● Data to use

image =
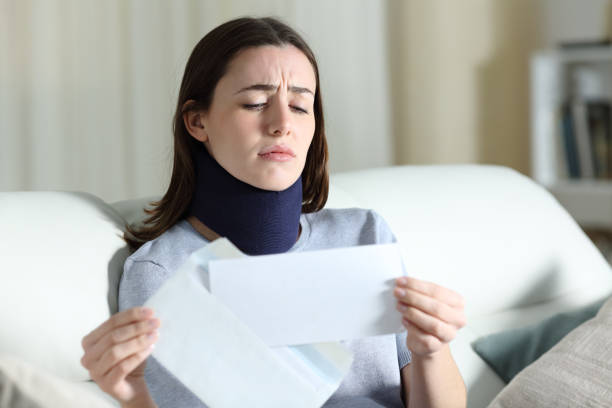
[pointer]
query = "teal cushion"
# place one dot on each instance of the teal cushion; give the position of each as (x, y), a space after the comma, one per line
(508, 352)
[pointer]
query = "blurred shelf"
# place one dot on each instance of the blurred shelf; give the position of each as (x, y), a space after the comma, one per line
(588, 201)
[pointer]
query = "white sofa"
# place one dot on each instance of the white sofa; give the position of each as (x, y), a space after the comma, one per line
(488, 232)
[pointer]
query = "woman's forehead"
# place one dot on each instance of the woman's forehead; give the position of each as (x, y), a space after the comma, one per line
(270, 65)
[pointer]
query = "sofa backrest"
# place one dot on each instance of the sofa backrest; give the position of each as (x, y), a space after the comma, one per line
(487, 232)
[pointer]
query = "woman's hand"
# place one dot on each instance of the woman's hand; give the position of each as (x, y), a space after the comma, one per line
(116, 352)
(431, 314)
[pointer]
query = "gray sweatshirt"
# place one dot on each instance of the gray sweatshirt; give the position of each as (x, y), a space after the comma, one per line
(374, 377)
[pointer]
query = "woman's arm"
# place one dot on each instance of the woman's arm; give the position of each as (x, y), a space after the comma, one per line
(432, 315)
(116, 352)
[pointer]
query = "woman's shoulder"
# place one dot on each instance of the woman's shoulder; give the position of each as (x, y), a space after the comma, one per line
(171, 248)
(341, 227)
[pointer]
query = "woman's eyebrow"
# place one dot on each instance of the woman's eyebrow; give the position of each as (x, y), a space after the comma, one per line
(269, 88)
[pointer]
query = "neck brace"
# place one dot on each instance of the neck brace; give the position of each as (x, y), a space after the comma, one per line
(257, 221)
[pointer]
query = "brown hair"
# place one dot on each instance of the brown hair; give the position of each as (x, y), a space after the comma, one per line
(206, 65)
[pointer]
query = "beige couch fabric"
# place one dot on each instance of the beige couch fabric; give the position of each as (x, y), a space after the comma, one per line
(577, 372)
(22, 385)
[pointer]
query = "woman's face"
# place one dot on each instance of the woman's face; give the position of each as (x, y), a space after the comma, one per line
(261, 120)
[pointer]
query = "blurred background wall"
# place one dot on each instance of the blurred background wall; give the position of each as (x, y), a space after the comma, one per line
(88, 88)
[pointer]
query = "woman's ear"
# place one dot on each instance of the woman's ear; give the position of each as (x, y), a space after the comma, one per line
(194, 122)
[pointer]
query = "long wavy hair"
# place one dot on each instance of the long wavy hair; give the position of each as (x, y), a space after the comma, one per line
(206, 65)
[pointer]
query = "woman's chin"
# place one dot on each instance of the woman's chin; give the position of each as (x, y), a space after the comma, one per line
(275, 183)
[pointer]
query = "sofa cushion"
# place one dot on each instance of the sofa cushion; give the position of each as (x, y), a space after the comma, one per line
(509, 351)
(576, 372)
(58, 250)
(24, 385)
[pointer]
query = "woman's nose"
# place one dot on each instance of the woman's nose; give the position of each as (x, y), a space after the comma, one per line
(279, 122)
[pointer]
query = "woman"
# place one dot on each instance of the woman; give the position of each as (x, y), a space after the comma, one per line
(250, 164)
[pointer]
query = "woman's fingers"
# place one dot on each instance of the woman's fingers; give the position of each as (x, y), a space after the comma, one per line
(114, 381)
(120, 354)
(428, 324)
(116, 320)
(120, 335)
(432, 306)
(431, 313)
(445, 295)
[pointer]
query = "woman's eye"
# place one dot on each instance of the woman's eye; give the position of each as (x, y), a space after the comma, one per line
(298, 109)
(254, 106)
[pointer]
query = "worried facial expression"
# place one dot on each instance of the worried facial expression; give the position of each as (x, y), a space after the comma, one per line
(261, 122)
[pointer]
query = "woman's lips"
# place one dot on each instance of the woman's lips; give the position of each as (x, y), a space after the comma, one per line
(276, 156)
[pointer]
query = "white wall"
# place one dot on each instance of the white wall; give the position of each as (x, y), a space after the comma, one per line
(88, 87)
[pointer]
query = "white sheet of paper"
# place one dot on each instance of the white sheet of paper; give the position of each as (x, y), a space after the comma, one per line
(222, 361)
(312, 296)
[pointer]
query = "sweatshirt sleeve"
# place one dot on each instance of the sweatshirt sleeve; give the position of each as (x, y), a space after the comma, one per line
(140, 280)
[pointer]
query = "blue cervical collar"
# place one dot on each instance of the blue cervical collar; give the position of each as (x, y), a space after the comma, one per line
(258, 222)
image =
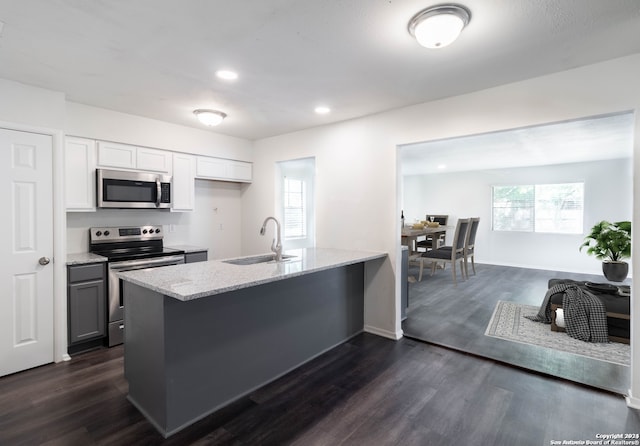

● Task to carry out
Which lines in the entries above contain the word "facial", with case counting? Return each of those lines in full.

● Finished exercise
query = "worried facial expression"
# place one dot on each instance of the worried facial expression; give the position of each as (x, y), a space after the comma, one per line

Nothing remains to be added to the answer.